= John Hollings =

English physician

John Hollings or Hollins, FRS M.D. (baptised 14 November 1682–10 May 1739) was an English physician.

Hollings was born in Shrewsbury and baptised at St Chad's Church there on 14 November 1682, the son of physician John Hollings, M.D., of Shrewsbury, formerly fellow of Magdalene College, Cambridge, and his wife Mary. After attending Shrewsbury School, he entered Emmanuel College, Cambridge in 1700, shortly afterwards migrating to Magdalene College as a pensioner on 27 March 1700. He proceeded M.B. in 1705 and M.D. in 1710. He was admitted a candidate of the Royal College of Physicians on 25 June 1725, and a fellow on 25 June 1726, having on 16 March previously been elected a Fellow of the Royal Society. He rose to be physician-general to the army and physician in ordinary to the king from 1727 to 1739.

□ □ □ □

**REQUIRED TASKS:**
1. In the John Hollings biography, what earned him the letters "FRS M.D." after his name? Answer in one to three sentences.
2. Write the next part of the John Hollings biography, starting after the sentence about his rise to physician-general and royal physician.

□ □ □ □

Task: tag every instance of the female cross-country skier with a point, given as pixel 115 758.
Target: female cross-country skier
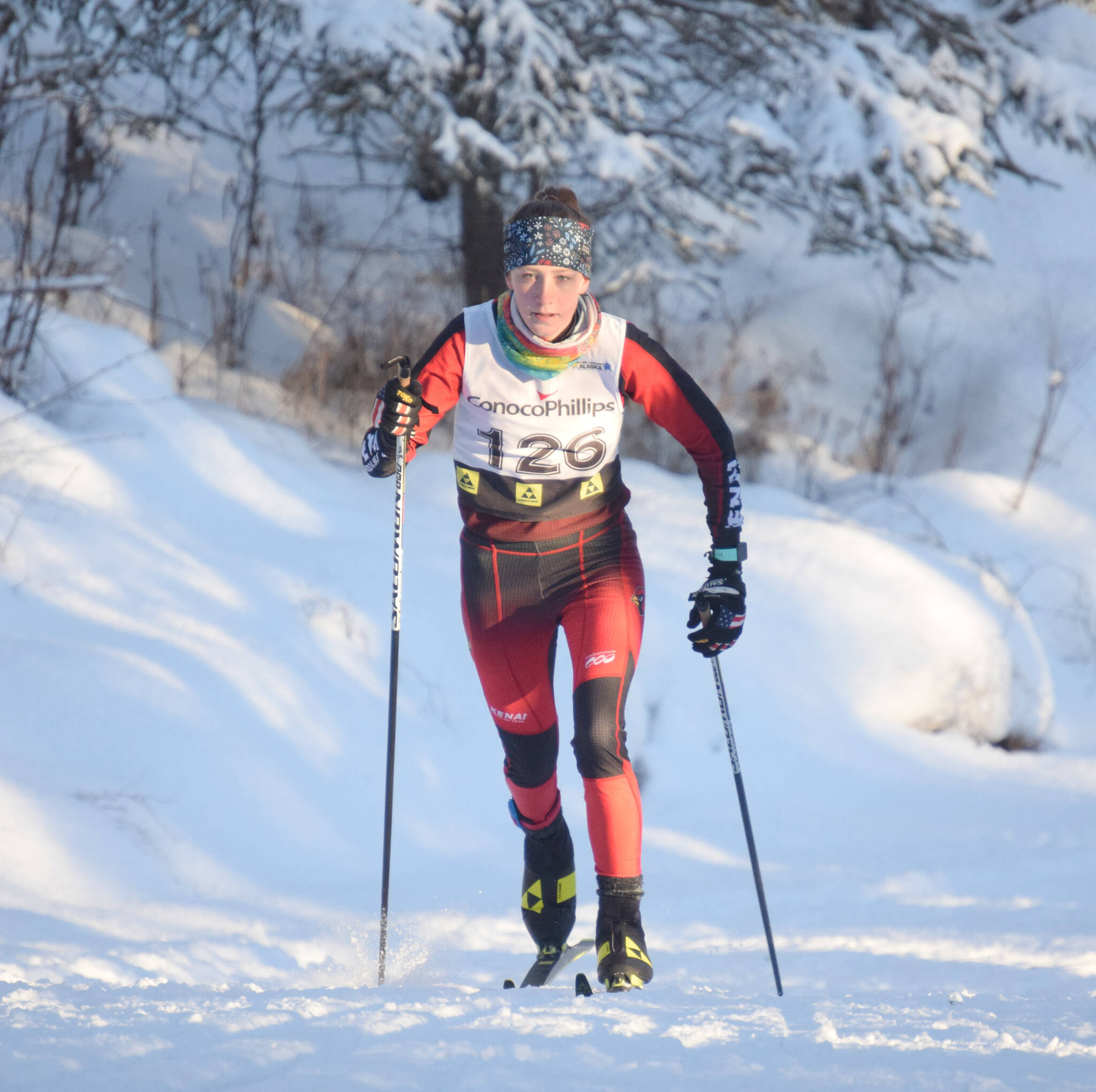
pixel 539 378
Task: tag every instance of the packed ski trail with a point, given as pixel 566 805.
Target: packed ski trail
pixel 194 628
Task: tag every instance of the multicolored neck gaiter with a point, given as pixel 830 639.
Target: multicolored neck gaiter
pixel 546 359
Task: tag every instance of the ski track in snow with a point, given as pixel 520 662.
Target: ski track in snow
pixel 194 650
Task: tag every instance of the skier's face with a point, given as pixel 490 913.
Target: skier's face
pixel 547 298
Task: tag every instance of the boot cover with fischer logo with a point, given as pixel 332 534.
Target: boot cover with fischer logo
pixel 549 885
pixel 623 962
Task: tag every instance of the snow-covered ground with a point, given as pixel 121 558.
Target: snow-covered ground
pixel 193 662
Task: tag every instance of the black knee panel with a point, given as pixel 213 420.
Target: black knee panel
pixel 531 760
pixel 600 745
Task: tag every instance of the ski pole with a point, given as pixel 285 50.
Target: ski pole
pixel 394 667
pixel 729 732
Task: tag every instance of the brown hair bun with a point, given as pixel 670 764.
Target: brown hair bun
pixel 552 201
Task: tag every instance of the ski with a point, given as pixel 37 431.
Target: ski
pixel 551 962
pixel 620 984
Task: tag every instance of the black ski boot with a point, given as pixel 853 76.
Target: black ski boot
pixel 623 962
pixel 549 889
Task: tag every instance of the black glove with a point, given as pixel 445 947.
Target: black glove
pixel 721 599
pixel 396 412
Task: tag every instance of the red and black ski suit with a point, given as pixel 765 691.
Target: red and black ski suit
pixel 529 571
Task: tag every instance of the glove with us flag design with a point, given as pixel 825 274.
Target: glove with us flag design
pixel 719 604
pixel 396 412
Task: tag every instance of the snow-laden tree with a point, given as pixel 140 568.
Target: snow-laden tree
pixel 681 121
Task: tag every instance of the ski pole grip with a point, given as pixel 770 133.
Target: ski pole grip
pixel 404 369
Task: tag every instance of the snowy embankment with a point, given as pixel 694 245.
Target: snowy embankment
pixel 192 704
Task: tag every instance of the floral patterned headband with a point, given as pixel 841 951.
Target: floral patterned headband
pixel 549 240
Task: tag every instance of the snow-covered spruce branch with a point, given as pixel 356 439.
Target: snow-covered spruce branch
pixel 680 120
pixel 86 282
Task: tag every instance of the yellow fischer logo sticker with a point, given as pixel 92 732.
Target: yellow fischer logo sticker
pixel 468 481
pixel 529 492
pixel 591 487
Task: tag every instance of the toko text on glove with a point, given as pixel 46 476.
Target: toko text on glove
pixel 396 412
pixel 719 605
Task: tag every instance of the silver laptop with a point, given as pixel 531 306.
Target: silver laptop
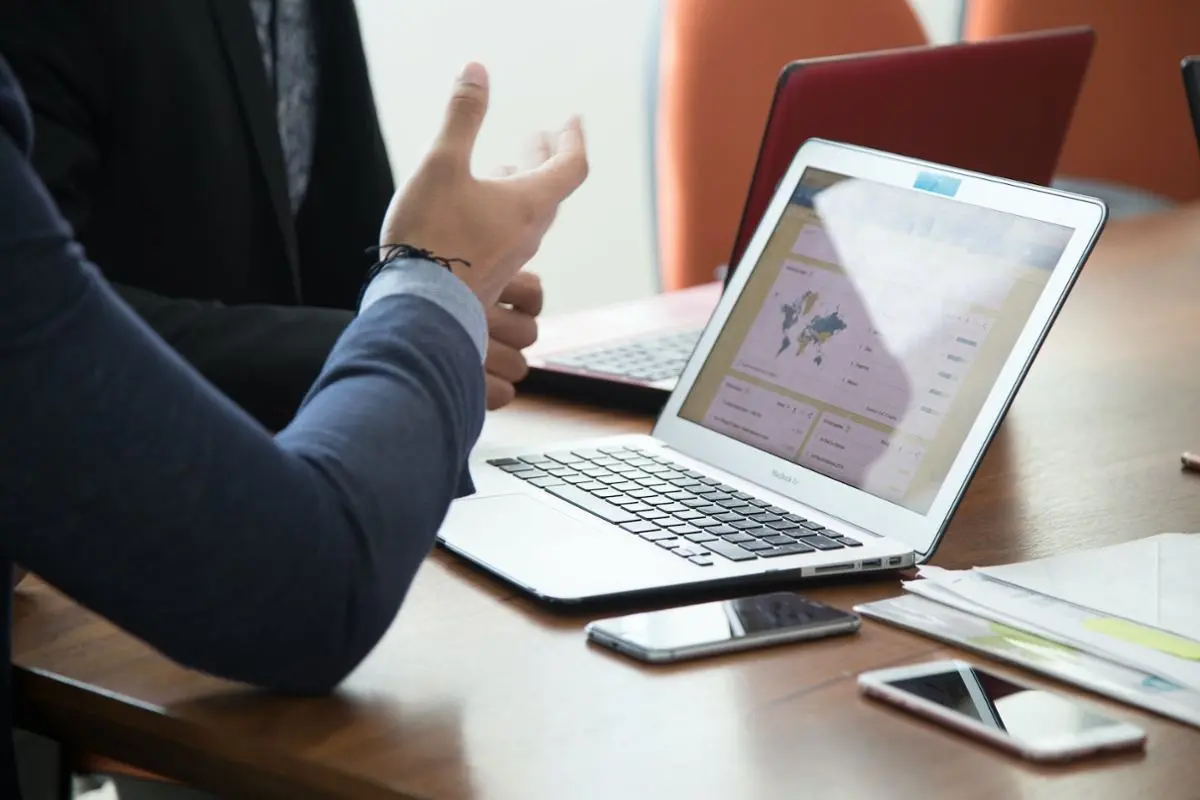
pixel 834 409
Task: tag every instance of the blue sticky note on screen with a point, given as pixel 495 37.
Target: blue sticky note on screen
pixel 937 184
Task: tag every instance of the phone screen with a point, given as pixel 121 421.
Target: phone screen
pixel 721 621
pixel 1029 716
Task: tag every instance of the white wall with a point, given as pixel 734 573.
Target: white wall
pixel 547 59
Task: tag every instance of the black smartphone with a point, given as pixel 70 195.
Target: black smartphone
pixel 723 626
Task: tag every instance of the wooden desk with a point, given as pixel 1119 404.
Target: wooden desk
pixel 477 692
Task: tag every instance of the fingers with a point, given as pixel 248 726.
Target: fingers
pixel 465 115
pixel 525 294
pixel 513 329
pixel 563 170
pixel 540 150
pixel 499 392
pixel 568 167
pixel 505 367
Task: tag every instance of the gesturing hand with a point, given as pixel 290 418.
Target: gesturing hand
pixel 511 326
pixel 495 224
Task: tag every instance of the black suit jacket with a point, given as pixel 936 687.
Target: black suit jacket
pixel 155 130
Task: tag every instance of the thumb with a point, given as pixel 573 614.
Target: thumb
pixel 465 115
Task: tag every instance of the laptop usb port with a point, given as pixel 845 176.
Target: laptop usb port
pixel 833 567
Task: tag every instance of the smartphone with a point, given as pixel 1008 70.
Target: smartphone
pixel 723 626
pixel 1030 722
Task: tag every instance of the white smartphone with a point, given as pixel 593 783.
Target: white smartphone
pixel 1033 723
pixel 723 626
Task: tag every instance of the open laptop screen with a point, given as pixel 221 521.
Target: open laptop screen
pixel 873 329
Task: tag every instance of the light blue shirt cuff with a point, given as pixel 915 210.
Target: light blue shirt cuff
pixel 437 284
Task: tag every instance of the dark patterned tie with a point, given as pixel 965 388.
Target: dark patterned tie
pixel 289 55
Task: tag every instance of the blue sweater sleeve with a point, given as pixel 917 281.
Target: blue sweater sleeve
pixel 135 487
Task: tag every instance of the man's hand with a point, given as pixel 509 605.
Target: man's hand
pixel 513 326
pixel 493 224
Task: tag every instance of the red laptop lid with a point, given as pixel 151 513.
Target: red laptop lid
pixel 999 107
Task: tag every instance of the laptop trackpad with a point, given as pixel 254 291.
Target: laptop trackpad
pixel 550 552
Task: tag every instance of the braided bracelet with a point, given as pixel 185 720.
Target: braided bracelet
pixel 389 253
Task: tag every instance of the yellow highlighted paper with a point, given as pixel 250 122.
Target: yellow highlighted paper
pixel 1146 637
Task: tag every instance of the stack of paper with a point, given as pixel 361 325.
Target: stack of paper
pixel 1120 620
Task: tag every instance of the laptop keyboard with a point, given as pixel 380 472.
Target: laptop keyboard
pixel 652 359
pixel 681 510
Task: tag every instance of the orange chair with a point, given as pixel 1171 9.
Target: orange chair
pixel 1132 125
pixel 718 66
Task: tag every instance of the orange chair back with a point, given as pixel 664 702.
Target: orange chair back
pixel 718 66
pixel 1132 122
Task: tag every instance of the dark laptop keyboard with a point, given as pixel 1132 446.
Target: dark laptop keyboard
pixel 681 510
pixel 649 360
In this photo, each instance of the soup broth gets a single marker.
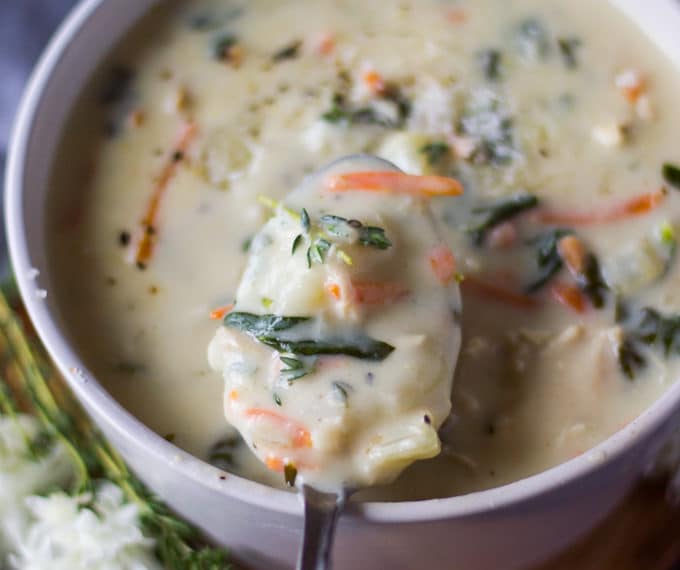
(564, 239)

□ □ □ □

**YOUR WRITTEN ANSWERS:**
1. He proceeded M.D. at Cambridge in 1710, after taking the M.B. in 1705. He was elected a Fellow of the Royal Society on 16 March, before becoming a fellow of the Royal College of Physicians on 25 June 1726.

2.
He died aged 56 in Pall Mall, London on 10 May 1739. By his wife Jane he had a son, John Hollings, M.D., who died on 28 December 1739, and two daughters, Mrs. (Jane) Champernowne and Margaret. Hollings's reputation for classical scholarship and general culture was considerable. His only publication was the Harveian oration for 1734, entitled Status Humanæ Naturæ expositus in Oratione coram Medicis Londinensibus habita, 4to, London, 1734, of which an English translation appeared the same year.